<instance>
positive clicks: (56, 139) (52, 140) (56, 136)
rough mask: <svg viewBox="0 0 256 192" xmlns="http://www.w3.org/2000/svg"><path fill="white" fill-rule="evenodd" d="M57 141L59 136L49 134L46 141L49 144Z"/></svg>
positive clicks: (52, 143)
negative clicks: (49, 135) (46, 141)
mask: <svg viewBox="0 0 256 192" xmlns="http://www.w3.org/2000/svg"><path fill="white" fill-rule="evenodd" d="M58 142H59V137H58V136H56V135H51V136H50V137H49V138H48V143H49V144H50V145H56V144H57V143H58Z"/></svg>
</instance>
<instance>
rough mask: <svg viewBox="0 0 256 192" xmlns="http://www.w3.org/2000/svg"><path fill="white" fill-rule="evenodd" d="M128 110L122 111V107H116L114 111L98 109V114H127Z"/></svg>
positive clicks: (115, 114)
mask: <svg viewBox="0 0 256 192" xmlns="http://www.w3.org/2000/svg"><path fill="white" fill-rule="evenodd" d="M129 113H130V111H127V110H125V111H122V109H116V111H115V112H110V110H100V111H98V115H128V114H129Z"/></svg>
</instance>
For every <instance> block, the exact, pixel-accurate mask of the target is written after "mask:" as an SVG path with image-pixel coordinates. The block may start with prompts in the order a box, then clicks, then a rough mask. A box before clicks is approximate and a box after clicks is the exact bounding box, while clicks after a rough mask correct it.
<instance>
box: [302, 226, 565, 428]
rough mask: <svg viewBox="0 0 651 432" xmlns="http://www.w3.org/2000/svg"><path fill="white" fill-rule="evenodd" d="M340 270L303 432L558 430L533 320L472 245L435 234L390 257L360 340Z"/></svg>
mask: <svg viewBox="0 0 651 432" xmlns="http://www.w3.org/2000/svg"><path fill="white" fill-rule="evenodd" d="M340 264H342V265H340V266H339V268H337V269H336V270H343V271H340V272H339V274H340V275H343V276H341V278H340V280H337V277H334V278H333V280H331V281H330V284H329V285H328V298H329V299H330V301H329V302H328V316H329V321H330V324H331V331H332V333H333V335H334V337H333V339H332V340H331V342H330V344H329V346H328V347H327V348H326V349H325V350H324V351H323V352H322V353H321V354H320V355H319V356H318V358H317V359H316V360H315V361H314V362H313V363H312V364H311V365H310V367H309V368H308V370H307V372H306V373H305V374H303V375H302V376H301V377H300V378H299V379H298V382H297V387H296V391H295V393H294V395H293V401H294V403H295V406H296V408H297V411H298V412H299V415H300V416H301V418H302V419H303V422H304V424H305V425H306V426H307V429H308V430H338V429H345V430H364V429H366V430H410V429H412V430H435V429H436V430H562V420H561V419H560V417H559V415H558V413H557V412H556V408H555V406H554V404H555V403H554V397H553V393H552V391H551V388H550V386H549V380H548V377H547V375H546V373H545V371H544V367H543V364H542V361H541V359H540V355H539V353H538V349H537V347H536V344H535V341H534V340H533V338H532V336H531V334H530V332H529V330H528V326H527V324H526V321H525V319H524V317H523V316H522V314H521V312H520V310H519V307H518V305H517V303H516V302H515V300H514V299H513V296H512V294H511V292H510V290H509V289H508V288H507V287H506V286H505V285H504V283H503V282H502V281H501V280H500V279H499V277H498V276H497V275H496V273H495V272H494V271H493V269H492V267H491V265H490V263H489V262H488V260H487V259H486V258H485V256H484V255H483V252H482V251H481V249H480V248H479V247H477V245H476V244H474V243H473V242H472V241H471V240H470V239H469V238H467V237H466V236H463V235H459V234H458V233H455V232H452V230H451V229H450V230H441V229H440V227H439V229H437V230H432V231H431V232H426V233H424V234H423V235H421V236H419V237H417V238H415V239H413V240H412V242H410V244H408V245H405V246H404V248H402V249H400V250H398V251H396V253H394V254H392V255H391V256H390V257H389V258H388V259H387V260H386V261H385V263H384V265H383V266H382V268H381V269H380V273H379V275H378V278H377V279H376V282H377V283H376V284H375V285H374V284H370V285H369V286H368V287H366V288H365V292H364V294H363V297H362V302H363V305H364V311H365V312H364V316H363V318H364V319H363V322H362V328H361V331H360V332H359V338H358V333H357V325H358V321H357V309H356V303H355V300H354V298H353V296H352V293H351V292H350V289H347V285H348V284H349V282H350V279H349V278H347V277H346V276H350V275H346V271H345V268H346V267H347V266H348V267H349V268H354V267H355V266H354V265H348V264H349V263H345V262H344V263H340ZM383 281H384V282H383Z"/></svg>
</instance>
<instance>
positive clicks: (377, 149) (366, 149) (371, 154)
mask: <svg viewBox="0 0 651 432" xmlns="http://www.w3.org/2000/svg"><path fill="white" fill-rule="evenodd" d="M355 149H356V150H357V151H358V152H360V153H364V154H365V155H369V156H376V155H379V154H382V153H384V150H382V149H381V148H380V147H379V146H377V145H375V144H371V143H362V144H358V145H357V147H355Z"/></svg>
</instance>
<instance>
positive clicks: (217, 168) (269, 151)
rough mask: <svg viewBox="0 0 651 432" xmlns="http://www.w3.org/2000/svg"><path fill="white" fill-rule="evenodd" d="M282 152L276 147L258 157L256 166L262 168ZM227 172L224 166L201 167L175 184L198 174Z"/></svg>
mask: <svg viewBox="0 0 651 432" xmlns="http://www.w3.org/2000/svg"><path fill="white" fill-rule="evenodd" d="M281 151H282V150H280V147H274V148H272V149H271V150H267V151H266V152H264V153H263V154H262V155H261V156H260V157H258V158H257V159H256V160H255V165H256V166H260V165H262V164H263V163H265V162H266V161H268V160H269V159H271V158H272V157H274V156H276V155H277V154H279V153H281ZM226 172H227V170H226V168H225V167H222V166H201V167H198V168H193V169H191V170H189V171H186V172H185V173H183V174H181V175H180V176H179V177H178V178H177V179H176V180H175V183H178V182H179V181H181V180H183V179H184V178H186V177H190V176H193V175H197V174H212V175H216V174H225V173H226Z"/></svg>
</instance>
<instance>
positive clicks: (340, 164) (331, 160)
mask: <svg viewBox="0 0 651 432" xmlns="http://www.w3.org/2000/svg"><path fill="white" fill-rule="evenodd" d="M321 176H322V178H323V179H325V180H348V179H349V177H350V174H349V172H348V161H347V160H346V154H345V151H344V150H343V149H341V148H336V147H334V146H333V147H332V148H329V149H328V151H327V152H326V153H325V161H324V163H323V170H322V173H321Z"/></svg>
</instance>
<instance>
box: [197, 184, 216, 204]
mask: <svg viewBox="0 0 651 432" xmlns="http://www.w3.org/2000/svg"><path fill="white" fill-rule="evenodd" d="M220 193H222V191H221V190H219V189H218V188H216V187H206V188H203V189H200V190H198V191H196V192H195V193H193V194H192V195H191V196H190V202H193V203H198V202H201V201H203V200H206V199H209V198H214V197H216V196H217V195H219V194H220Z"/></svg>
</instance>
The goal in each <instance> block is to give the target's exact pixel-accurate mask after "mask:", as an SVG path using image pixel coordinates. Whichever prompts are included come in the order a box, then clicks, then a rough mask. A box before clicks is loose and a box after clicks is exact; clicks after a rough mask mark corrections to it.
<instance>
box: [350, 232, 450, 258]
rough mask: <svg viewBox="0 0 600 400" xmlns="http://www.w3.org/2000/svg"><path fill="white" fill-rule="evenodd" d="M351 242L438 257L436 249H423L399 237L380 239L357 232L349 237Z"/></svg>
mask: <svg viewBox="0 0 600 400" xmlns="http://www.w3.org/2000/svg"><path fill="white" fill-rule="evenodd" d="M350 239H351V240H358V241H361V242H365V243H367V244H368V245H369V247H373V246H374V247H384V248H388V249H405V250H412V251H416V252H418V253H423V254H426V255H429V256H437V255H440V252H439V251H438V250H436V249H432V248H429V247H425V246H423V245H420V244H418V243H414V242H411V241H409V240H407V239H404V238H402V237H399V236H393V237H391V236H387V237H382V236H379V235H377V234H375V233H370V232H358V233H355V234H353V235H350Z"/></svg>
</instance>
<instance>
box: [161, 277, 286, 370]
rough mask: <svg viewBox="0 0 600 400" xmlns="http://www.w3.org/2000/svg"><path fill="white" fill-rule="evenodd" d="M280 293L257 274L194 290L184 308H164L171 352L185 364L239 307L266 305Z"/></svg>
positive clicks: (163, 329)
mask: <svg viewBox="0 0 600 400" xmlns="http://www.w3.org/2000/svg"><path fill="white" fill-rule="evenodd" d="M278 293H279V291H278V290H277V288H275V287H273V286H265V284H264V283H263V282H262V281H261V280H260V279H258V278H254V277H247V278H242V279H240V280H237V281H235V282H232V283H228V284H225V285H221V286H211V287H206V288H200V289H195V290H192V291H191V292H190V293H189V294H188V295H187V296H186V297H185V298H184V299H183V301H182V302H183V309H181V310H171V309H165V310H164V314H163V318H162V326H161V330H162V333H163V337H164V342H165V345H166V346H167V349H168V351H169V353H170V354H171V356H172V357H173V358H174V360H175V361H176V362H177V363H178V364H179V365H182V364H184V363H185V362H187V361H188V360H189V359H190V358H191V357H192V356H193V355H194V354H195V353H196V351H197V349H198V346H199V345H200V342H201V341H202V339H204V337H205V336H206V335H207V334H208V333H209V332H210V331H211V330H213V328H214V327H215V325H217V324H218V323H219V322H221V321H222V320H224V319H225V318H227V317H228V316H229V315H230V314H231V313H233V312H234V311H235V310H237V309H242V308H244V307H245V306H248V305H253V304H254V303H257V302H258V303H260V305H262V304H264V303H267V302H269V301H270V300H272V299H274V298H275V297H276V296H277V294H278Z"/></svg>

····················

* JOB ITEM *
Return each line above that contains the string "positive".

* WRITTEN ANSWER *
positive clicks: (56, 139) (52, 140) (56, 136)
positive clicks: (52, 143)
positive clicks: (115, 114)
positive clicks: (377, 149) (366, 149) (371, 154)
positive clicks: (217, 168) (269, 151)
positive clicks: (340, 164) (331, 160)
positive clicks: (163, 329)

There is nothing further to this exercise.